みなさん、こんにちは。
今回は、HTLV-1(ヒトT細胞白血病ウイルス)の感染症を持つ妊婦さんについてのお話をさせていただきます。
ATL(成人T細胞白血病)は原因が特定された数少ない白血病で、感染経路は母乳を介した母子感染と精液中のリンパ球を介した性行為による感染です。
HTLV-1(ヒトT細胞白血病ウイルス)はATL(成人T細胞白血病)の原因となるウイルスですが、ATLを発症するのは感染者のごく一部であり、またすぐに発症するわけでもありません。
HTLV-1を持っていて、ATLを発病していない人をHTLV-1のキャリアと呼びます。
ATLは感染者の分布には地域性があり、国内では沖縄、南九州でキャリア率が高いです。
当院では、妊婦健診の2回目でHTLV-1抗体スクリーニング検査を採血で実施しています。
母子感染は主に経母乳感染であり、長期に母乳栄養をしていた児への感染率は18%、人工栄養によっても授乳以外での経路での感染率は3%あると報告されています。
母子感染予防の観点から①人工栄養、②冷凍母乳栄養(搾乳した母乳を-12℃、12時間冷凍し感染したTリンパ球が不活化された後に解凍をして与える)、③短期間(生後90日まで)の母乳栄養(母体から移行した抗体が母乳中に存在するとされる短期間だけ母乳栄養を行い、その後は人工栄養を行う)の3つから栄養方法を選択する必要があります。
ただし、2017年8月に②・③は母子感染予防効果の科学的根拠が不十分として積極的に行わず、原則として完全人工栄養を進めるよう改められました。
完全人工栄養を選択した場合、初乳も与えてはならないため分娩後に内服薬の使用により乳汁分泌を止めます。
私が以前、周産期センターで働いていた際、分娩後の母親に内服薬を持っていったところ
「これを飲んだらもう授乳できないんだなあ」
と呟いた方がいたのを、数年経った今でも鮮明に覚えています。
出産までに外来にて医師や助産師らと面談を何回か重ねながら妊婦自身が意思決定できるよう支援していても、母乳をあげられない罪悪感や周囲へ知られることの不安を抱くのだと思います。
当院にて検査結果陽性が確認された妊婦さんと出会ってはいませんが、キャリアであることが判明した場合、HTLV-1の母子感染予防について十分な理解を得られ、心理面への支援を継続的に受けられるよう心がけていきたいものです!

# データ一覧
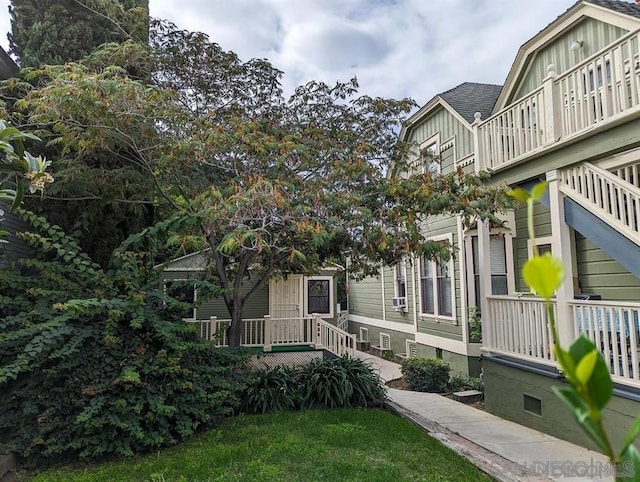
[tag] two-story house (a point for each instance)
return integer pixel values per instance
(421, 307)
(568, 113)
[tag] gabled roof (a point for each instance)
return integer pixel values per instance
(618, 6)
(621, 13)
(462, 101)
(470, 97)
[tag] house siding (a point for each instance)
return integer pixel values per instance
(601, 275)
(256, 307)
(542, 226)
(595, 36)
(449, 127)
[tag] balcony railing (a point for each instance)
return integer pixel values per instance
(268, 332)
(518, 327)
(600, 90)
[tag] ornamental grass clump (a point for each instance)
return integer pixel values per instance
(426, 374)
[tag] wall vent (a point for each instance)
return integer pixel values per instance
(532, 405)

...

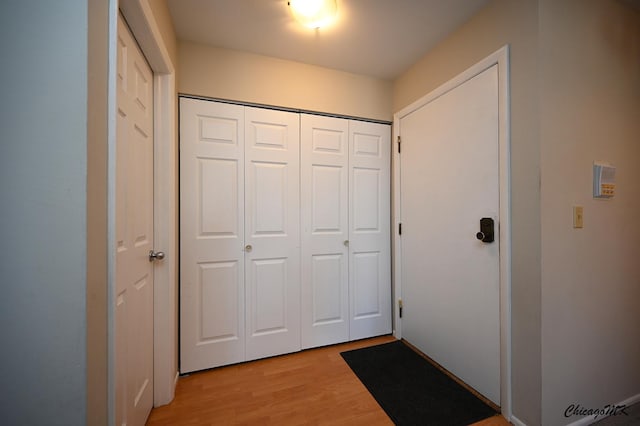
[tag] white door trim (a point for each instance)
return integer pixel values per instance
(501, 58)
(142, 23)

# 解いてほしいこと
元の文章によると、長く母乳で育てた子どもへのHTLV-1の感染率は何%と報告されていますか。

# 問題の答え
18%です。